- _PROBLEM REQUIREMENTS_:
What lines below contain the string "wooden"? List them all.
(WORKING DATA Opens)
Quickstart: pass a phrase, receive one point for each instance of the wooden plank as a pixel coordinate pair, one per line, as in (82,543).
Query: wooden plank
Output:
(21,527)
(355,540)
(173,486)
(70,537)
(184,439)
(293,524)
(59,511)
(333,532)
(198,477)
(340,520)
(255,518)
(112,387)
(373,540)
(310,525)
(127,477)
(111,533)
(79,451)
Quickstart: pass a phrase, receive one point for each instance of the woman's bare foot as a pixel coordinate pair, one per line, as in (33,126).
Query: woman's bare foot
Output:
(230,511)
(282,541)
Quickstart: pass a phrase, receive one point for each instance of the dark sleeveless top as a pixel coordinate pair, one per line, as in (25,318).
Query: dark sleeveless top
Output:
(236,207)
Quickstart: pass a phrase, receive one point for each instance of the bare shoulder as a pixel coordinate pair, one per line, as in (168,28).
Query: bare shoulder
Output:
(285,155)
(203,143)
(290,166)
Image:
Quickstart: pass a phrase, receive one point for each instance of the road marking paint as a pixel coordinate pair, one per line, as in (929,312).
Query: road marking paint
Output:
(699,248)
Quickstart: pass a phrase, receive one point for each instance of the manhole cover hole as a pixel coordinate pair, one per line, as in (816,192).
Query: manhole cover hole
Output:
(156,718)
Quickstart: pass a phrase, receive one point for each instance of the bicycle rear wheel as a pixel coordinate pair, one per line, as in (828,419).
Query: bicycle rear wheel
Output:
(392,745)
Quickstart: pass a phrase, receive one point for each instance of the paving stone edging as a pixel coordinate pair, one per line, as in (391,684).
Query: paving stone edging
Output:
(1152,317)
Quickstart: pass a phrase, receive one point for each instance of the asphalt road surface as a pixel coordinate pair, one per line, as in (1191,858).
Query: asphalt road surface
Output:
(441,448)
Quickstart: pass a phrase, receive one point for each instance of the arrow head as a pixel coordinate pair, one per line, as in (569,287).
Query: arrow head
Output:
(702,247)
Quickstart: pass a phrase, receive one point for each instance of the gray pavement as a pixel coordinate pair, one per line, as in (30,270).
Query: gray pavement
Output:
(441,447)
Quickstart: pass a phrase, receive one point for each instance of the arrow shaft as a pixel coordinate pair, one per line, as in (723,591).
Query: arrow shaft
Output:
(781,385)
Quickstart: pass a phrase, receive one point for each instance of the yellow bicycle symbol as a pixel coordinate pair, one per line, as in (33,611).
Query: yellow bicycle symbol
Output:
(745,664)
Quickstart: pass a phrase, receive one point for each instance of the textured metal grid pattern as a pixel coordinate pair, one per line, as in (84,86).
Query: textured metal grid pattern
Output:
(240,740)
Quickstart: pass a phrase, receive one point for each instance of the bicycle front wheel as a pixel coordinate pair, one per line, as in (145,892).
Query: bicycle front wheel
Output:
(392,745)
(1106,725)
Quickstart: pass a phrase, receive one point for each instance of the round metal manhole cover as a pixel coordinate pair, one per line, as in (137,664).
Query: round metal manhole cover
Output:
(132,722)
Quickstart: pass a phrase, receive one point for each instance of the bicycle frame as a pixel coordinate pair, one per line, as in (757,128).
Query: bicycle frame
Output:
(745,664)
(WORKING DATA Closes)
- _PROBLEM SOLUTION_:
Quickstart: pass a phrase, receive one point for each instance of the wooden plank as a pixel coordinate pair, one per line, as in (82,543).
Query: wooden plank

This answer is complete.